» Tugas
**A.** Tuliskan ulang kata demi kata bagian teks tentang nasib lulusan perguruan tinggi yang dibuka dengan kata-kata yang memuat "Kegelisahan ini beralasan" dan ditutup dengan "pemecahan yang dihadapi.".
**B.** Teruskan teks tentang nasib lulusan perguruan tinggi mulai setelah kalimat terakhir yang tercantum.

» Bagian Dokumen
Belum lama ini Sekolah Tinggi Agama Islam (STAI) Gajah Putih Takengon mewisuda lebih dari 300 (tiga ratus) alumni, demikian juga dengan IAIN dan Unsyiah serta Perguruan Tinggi Swasta lainnya. Pertanyaan selalu muncul di benak kita sebagai pelaksanan dan pemerhati pendidikan, kemana nanti mereka ini . Apakah semua mereka akan menjadi Pegawai Negeri, pegawai Swasta atau kemana mereka nanti akan mengabdikan diri ?
Kegelisahan ini beralasan bila kita melihat lapangan kerja yang tersedia, sekolah dengan kebutuhan guru yang hampir mencukupi, bahkan sebagiannya ada yang sudah melebihi, kantor-kantor pada saat sekarang ini mengadakan jeda dari penerimaan pegawai negeri. Di sisi lain masyarakat masih menetapkan pilihan masa depan untuk menjadi abdi Negara.
Aceh TV melalui acara Keberni Gayo, yang live setiap jum’at jam 20.00 sampai dengan 21.00 WIB dengan narasumber Drs. Mahadi Bahtera, M.Si (Pelaksana dan Pemerhati Pendidikan), membahas panjang lebar tentang kegelisahan ini guna untuk mencari solusi dan pemecahan yang dihadapi.

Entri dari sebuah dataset

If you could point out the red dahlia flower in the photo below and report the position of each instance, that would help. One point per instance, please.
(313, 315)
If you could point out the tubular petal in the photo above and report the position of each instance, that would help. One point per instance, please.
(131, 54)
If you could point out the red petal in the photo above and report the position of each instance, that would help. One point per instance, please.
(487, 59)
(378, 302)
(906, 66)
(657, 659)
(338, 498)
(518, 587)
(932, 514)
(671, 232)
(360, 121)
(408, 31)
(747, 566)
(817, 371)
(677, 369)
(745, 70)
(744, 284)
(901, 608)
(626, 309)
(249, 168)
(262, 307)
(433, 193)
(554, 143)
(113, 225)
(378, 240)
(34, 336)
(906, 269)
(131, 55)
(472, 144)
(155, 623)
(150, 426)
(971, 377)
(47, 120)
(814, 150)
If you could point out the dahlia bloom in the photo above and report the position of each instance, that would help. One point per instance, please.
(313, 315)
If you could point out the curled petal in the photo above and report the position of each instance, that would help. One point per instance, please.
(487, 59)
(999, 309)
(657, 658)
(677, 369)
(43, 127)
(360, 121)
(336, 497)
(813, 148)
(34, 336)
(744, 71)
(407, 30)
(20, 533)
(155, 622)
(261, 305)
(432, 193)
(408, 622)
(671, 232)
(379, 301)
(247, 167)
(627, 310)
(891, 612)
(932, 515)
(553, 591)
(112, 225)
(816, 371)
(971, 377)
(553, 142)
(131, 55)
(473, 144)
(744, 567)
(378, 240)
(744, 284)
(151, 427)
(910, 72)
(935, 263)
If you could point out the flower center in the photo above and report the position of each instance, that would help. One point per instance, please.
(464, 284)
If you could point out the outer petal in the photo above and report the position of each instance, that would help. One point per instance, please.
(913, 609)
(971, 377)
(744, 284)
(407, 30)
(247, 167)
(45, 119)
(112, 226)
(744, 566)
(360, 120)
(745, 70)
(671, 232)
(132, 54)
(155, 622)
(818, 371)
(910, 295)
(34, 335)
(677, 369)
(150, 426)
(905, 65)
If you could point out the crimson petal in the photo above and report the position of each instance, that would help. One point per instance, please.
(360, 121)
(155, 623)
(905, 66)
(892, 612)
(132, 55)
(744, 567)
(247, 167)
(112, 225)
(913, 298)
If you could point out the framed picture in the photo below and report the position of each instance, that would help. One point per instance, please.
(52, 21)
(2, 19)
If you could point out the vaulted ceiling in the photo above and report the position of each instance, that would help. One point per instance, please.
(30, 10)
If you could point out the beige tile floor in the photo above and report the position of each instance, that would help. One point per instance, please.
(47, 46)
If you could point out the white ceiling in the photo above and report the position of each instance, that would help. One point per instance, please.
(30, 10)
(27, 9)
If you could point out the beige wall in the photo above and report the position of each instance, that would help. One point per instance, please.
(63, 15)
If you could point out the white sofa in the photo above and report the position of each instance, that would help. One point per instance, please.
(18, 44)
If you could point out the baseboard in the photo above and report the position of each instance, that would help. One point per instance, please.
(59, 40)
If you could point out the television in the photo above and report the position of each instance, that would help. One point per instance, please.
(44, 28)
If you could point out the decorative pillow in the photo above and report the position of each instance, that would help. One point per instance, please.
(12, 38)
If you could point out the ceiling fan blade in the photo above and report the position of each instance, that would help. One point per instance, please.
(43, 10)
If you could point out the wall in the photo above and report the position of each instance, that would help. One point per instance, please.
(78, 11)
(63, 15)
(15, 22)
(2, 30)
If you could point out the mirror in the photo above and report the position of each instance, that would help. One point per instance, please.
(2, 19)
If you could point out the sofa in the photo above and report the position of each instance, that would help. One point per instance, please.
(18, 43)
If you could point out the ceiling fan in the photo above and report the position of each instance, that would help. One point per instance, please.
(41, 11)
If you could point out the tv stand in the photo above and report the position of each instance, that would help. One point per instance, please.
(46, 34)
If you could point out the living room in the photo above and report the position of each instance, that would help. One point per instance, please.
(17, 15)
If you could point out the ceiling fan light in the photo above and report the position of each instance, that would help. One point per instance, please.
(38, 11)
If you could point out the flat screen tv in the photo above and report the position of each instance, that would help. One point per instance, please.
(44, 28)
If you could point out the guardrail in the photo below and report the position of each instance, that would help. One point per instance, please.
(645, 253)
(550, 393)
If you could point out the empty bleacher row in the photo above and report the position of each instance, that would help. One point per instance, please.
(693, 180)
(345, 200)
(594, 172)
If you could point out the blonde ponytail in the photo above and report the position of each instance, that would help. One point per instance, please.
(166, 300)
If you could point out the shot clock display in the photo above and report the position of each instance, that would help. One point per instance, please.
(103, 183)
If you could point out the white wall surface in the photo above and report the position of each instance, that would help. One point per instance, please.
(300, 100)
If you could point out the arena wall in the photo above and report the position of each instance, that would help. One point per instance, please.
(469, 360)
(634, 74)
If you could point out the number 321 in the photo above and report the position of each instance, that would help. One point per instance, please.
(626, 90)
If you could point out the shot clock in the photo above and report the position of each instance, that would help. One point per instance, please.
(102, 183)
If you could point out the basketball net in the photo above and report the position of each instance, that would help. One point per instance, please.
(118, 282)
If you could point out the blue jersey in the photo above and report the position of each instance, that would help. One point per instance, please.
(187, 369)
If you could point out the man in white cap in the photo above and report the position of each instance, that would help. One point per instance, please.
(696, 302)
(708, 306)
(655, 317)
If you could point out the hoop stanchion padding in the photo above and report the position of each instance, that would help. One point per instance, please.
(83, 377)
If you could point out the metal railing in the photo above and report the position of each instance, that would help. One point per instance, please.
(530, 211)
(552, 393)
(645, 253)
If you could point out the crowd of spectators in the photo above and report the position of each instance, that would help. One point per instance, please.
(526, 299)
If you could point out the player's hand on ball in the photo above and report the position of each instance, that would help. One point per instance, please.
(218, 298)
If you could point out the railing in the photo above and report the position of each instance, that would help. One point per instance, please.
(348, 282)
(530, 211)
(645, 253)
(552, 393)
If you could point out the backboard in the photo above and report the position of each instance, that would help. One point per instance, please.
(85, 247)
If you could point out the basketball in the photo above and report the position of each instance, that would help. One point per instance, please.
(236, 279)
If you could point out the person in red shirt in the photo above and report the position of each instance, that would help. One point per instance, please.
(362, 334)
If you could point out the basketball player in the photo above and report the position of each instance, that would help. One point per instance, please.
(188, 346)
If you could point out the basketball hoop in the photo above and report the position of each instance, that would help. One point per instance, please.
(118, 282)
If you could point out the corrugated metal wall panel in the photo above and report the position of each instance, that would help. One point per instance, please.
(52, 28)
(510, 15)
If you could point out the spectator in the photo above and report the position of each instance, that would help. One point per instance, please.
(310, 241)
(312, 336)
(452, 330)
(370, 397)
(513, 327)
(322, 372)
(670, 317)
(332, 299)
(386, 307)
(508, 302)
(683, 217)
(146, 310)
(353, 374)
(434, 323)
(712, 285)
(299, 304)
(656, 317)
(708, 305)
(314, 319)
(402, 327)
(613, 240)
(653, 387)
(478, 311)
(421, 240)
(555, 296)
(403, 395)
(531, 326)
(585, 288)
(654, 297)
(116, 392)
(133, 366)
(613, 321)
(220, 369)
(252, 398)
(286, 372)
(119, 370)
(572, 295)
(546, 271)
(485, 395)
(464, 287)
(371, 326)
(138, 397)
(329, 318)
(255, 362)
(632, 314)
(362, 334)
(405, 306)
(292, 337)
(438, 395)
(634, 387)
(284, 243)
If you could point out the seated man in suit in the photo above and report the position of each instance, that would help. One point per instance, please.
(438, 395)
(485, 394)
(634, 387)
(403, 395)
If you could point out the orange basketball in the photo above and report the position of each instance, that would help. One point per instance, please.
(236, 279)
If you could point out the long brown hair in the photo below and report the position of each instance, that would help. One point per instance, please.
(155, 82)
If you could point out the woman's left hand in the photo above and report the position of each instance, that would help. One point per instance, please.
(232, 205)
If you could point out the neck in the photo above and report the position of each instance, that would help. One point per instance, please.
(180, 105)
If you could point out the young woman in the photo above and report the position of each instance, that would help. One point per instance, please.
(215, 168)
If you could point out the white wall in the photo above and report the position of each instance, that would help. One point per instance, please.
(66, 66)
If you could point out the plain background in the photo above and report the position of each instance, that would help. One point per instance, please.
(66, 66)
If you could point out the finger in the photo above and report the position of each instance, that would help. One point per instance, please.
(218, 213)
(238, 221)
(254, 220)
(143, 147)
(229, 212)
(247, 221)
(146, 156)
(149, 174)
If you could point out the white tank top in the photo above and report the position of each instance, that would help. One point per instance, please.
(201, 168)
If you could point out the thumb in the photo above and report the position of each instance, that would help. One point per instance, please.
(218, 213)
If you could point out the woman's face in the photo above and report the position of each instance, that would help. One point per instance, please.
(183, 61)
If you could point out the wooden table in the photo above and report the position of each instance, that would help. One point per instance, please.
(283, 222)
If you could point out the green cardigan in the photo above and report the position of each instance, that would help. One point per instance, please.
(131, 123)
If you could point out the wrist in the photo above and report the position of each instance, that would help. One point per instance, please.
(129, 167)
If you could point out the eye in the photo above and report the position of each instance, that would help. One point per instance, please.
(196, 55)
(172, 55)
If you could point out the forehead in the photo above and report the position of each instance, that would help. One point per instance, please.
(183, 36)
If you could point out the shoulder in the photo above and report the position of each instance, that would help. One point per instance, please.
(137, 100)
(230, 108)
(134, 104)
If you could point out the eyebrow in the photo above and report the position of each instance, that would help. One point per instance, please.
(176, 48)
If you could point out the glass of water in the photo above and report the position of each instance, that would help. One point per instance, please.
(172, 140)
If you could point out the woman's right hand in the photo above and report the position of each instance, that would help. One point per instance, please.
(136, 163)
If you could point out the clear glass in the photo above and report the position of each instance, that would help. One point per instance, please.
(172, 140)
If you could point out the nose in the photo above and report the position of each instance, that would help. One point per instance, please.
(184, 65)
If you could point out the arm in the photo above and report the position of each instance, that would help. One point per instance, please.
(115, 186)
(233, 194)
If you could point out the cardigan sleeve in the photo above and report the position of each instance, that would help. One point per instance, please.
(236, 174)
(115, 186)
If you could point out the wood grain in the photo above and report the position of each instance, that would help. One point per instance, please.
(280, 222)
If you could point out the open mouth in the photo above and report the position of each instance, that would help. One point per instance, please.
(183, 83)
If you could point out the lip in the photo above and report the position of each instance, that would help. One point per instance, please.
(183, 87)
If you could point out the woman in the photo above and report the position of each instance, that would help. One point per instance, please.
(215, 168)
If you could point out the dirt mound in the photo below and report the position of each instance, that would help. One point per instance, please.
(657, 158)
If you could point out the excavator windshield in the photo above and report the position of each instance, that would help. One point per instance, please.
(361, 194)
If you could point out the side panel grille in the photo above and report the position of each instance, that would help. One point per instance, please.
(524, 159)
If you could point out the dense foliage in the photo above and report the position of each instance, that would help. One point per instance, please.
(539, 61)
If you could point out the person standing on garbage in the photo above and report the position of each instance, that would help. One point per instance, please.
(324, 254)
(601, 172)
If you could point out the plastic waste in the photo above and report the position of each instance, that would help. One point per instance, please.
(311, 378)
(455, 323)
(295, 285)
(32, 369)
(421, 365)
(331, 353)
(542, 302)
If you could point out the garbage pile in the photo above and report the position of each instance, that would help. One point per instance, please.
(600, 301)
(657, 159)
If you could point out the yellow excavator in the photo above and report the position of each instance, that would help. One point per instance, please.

» Hasil per Tugas
**A.**
Kegelisahan ini beralasan bila kita melihat lapangan kerja yang tersedia, sekolah dengan kebutuhan guru yang hampir mencukupi, bahkan sebagiannya ada yang sudah melebihi, kantor-kantor pada saat sekarang ini mengadakan jeda dari penerimaan pegawai negeri. Di sisi lain masyarakat masih menetapkan pilihan masa depan untuk menjadi abdi Negara.
Aceh TV melalui acara Keberni Gayo, yang live setiap jum’at jam 20.00 sampai dengan 21.00 WIB dengan narasumber Drs. Mahadi Bahtera, M.Si (Pelaksana dan Pemerhati Pendidikan), membahas panjang lebar tentang kegelisahan ini guna untuk mencari solusi dan pemecahan yang dihadapi.

**B.**
Orang tua, mereka yang menyekolahkan anaknya mulai dari jenjang paling rendah sampai pada Perguruan Tinggi, sudah bercita-cita agar satu saat anaknya dapat menjadi Pegawai di salah satu Kantor ataupun sekolah. Mereka merasa gagal dalam pendidikan anaknya jika setelah tamat tidak menjadi pegawai di salah satu kantor, di sisi lain sebagaimana telah disebutkan penerimaan sangat terbatas. Orang tua juga berupaya memasukkan anaknya ke sekolah atau tempat kuliah yang menurut mereka mudah mendapat lapangan kerja, dengan mengabaikan pertimbangan banyaknya sudah alumni yang tamat dari tempat kuliah tersebut.
Anak, yang sekolah atau yang sedang duduk di bangku kuliah juga bercita-cita sama dengan orang tua, mereka membuat target. Bila tamat kuliah nanti akan menjadi Pegawai Negeri dan dengan jalan apapun akan diusahakan, mereka tidak lagi mengandalkan kemampuan yang mereka miliki, karena mereka melihat bahwa orang-orang yang telah duduk juga tidak mempunyai kemampuan yang lebih, sehingga dalam penanganan pekerjaan tidak memberi kamajuan yang berarti . Dan dalam penyusunan program setiap tahunnya hanya merupakan copy paste dari tahun sebelumnya.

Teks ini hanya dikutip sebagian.